• _TÂCHE À FAIRE_
Dans le texte ci-dessous sur le moi et la vérité, recopiez mot pour mot tout le passage, de « Outre l’impasse de » jusqu'à « Quel est-il ? ».

• _TEXTE SOURCE_
________________

Parce que la philosophie occidentale s’est enfermée, selon moi, dans une sorte d’impasse dans sa réflexion sur la question du moi, introduite par Descartes au XVIIIe siècle. La notion du «moi» est apparue avec lui. Avant, on n’avait pas nominalisé le moi, on écrivait «moi» et non «le moi». Or, je suis persuadé que cette notion conduit à une conception des choses où non seulement le sujet, l’être humain, est seul au monde, mais où l’on croit à tort être le mieux placé pour se connaître soi-même. Quand on réfléchit à la question de notre propre vérité, on s’aperçoit que l’autre joue un rôle déterminant dans la constitution de celle-ci et de qui nous sommes. Il me paraît donc intéressant d’adopter un regard décalé, en laissant de côté la sacro-sainte question du moi, et de s’interroger sur l’identité selon un autre angle : celui de la vérité personnelle. Est-ce qu’il existe des manières d’être vrai dans sa vie ? Y a-t-il une vérité qui ne soit pas simplement en parole, la vérité d’un énoncé par exemple, mais la vérité que l’on réalise dans la vie elle-même ? C’est dans cette perspective que j’utilise le terme d’ipséité, pour ne pas parler du moi. Je l’emprunte à Heidegger et Ricœur. L’ipséité vient du latin et veut dire «soi-même». C’est le fait d’exister en personne plutôt que par procuration, ou comme tout le monde, ou comme il faudrait. En employant ce terme, on se demande comment concrètement on se comporte quand on est soi-même et quand on ne l’est pas.
Outre l’impasse de la question du «moi», vous décrivez un second écueil, plus tardif, de la philosophie occidentale du point de vue de sa réflexion sur la vérité. Quel est-il ?

________________

• _DONNÉES_
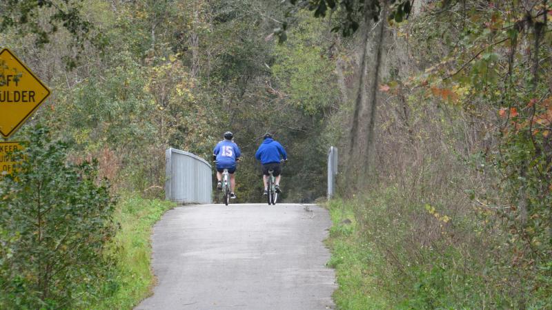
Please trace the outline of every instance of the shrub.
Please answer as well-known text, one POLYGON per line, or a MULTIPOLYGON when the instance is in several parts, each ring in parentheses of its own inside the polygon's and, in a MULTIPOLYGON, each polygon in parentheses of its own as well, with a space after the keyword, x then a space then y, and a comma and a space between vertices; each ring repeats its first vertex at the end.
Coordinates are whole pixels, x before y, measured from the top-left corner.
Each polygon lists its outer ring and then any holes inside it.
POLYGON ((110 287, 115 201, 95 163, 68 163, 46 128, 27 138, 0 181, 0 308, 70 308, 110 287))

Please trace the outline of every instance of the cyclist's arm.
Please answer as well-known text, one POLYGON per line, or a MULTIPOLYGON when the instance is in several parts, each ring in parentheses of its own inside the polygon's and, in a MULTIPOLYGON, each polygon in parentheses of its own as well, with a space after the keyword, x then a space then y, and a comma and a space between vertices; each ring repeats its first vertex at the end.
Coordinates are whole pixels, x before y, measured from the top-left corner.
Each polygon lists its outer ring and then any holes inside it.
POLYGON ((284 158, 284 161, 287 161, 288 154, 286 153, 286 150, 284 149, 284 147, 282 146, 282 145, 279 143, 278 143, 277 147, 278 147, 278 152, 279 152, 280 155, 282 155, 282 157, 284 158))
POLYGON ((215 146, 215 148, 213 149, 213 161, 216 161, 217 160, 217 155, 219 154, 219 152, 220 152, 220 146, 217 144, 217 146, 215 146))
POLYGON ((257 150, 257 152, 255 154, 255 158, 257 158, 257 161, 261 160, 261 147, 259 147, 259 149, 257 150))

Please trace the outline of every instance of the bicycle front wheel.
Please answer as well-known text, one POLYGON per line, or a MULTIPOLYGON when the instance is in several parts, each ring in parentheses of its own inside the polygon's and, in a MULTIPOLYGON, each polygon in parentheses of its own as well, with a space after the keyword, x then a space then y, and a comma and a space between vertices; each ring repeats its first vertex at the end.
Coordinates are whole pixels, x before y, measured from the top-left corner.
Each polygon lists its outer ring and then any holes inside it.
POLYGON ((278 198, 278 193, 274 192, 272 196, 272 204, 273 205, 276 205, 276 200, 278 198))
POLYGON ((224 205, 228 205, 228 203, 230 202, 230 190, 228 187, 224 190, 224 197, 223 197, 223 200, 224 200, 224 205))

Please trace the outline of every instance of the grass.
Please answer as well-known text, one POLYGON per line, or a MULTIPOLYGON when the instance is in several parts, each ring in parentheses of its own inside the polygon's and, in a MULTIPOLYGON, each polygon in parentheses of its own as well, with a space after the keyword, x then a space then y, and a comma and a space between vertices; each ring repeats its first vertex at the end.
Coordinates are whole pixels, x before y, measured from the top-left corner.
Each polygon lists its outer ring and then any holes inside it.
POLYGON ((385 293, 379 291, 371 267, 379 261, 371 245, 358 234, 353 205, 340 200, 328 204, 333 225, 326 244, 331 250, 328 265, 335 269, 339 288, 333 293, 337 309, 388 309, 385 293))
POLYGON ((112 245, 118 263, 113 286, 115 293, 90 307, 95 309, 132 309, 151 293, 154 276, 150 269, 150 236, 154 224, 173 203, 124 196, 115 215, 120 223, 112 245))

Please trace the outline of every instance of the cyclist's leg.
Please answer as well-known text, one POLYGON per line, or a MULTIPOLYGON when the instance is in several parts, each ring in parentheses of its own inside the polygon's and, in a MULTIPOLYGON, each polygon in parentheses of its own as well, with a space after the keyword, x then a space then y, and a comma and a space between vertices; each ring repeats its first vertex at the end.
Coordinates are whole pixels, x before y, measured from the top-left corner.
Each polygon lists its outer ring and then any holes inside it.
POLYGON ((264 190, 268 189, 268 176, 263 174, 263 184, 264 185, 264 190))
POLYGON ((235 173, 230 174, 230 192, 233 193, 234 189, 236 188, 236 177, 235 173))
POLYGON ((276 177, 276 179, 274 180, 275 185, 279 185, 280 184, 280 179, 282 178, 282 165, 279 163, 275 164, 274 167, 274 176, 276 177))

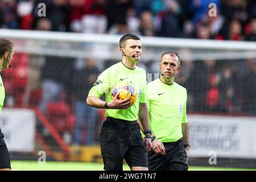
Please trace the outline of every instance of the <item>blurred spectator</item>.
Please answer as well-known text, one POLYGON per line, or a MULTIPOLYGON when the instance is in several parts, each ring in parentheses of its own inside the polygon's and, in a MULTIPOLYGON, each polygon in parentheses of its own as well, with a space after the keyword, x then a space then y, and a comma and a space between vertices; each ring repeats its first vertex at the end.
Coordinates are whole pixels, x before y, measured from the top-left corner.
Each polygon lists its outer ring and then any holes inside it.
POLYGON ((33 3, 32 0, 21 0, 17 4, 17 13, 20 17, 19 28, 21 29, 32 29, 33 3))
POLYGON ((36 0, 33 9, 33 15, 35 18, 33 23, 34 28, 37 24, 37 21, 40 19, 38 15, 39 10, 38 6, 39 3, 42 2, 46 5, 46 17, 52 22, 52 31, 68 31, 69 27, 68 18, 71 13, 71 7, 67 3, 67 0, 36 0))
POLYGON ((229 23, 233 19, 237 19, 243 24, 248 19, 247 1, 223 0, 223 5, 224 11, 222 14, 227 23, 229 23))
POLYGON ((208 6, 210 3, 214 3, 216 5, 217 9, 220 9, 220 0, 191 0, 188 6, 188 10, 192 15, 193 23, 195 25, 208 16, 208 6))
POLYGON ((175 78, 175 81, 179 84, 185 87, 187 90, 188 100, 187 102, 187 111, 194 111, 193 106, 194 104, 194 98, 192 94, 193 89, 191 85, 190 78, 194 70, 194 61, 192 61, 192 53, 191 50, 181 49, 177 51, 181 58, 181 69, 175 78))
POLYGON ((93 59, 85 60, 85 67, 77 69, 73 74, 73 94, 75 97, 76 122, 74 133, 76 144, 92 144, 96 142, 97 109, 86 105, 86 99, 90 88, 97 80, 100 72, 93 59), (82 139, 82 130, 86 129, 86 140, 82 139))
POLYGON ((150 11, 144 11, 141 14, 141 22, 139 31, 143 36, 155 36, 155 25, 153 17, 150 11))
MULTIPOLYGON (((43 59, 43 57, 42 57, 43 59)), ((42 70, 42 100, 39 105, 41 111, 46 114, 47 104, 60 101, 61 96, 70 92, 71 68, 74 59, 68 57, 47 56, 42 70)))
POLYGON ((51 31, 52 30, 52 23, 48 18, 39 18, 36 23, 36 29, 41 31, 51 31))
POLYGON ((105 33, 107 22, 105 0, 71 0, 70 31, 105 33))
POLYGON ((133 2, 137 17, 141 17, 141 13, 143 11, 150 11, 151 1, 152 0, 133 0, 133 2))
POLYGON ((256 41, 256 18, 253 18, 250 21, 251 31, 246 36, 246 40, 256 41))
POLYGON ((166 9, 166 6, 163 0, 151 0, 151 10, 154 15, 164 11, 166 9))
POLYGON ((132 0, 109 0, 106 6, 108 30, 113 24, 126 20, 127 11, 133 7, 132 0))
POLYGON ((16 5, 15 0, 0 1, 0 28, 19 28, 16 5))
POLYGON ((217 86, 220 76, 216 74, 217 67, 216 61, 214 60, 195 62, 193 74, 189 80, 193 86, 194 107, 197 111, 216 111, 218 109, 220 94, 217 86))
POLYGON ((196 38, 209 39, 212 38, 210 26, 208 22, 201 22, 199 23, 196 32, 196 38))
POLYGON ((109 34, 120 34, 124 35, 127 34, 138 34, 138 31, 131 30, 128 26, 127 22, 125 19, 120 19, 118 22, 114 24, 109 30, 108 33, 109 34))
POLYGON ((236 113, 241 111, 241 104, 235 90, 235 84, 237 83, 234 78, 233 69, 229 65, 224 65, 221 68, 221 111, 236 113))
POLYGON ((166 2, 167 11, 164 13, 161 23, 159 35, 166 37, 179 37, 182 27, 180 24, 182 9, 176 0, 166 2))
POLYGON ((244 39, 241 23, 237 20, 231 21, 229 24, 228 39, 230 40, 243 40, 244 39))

________________

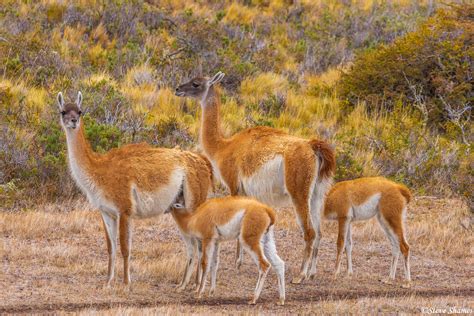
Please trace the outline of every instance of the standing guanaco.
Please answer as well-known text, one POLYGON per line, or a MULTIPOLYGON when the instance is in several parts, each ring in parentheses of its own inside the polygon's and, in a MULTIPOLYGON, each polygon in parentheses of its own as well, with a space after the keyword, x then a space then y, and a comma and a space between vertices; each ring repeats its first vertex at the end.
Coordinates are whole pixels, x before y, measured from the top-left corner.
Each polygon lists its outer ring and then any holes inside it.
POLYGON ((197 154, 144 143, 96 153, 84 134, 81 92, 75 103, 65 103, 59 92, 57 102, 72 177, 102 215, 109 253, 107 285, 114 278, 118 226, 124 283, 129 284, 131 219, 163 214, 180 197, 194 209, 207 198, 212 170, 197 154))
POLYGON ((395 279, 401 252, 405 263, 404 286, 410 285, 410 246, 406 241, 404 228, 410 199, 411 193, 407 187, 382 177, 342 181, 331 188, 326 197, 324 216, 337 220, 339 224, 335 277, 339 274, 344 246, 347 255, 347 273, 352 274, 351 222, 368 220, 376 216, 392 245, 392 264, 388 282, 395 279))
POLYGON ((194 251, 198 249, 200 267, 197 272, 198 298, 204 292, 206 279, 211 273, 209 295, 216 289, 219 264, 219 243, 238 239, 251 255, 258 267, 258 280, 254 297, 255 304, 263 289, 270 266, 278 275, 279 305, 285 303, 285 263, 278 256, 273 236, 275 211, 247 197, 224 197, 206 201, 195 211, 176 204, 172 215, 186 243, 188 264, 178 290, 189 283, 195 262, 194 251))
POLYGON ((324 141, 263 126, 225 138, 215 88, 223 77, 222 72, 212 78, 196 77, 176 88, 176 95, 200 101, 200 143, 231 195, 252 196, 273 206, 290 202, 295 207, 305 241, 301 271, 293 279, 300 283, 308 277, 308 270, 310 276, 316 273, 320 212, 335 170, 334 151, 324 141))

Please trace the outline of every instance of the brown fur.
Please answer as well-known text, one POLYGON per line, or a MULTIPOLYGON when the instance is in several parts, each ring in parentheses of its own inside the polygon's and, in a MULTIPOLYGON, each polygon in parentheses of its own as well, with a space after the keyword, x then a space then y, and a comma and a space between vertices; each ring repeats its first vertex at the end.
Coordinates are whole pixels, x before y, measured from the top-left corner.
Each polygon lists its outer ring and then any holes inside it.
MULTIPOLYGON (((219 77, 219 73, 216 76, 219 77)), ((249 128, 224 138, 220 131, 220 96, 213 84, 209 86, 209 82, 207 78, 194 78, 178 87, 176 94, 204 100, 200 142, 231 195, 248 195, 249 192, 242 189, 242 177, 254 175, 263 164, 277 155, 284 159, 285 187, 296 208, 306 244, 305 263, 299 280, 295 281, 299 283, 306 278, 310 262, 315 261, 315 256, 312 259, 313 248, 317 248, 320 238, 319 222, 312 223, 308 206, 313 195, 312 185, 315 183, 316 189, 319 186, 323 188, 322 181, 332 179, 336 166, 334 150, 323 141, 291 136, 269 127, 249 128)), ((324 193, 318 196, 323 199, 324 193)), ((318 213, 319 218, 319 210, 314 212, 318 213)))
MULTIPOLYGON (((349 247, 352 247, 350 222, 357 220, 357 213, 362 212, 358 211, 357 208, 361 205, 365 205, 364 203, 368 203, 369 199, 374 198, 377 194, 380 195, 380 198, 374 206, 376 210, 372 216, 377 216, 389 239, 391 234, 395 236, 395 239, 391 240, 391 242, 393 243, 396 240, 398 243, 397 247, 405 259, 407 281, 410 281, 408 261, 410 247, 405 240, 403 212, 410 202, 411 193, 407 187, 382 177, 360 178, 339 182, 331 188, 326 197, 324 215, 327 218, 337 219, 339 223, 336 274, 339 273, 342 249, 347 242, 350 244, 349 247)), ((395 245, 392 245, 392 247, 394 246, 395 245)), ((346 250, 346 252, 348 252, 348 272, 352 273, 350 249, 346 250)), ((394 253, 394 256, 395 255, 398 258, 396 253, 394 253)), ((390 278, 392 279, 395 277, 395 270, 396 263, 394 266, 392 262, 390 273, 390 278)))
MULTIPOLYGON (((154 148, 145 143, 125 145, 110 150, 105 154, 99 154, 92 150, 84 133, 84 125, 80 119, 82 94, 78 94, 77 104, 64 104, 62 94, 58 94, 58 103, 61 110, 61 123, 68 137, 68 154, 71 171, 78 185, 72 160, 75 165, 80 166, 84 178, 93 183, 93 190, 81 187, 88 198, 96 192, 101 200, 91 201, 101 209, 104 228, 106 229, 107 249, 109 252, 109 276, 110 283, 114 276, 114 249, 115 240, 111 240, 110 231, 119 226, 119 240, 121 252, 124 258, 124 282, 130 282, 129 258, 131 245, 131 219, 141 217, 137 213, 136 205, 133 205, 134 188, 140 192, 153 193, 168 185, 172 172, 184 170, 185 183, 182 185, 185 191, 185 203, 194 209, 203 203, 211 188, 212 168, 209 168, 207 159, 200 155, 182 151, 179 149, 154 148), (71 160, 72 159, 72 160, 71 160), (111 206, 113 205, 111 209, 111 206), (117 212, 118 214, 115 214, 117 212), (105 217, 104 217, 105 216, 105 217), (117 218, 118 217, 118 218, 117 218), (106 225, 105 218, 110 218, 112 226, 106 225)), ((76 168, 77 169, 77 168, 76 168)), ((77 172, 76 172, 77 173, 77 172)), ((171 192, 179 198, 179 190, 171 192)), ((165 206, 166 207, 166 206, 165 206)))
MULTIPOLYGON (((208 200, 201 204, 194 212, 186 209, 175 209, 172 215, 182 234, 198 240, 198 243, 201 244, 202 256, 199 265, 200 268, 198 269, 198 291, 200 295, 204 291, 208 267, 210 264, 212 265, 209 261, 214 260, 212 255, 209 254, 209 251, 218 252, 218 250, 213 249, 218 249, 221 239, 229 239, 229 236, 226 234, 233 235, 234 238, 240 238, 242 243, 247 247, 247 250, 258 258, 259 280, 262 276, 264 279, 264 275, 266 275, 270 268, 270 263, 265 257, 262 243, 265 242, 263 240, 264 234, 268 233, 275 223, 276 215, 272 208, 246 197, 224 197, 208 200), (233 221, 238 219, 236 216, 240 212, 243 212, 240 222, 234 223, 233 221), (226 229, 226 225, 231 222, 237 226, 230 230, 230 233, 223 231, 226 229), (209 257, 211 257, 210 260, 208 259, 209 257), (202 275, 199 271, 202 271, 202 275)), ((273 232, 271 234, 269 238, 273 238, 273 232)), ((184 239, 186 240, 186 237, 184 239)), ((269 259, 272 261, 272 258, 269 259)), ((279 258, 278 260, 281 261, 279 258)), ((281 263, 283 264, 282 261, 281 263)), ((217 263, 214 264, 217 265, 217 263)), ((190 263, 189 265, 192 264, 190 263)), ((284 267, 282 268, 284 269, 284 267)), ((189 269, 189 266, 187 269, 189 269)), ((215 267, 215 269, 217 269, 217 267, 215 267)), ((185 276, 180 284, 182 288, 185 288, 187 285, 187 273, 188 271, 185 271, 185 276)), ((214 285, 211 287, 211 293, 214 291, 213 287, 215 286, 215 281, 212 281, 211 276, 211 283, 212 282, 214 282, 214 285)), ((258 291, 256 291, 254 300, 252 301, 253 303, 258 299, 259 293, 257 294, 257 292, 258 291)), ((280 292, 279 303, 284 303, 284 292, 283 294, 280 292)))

________________

• _RÉSULTAT DE L'EXERCICE_
Outre l’impasse de la question du «moi», vous décrivez un second écueil, plus tardif, de la philosophie occidentale du point de vue de sa réflexion sur la vérité. Quel est-il ?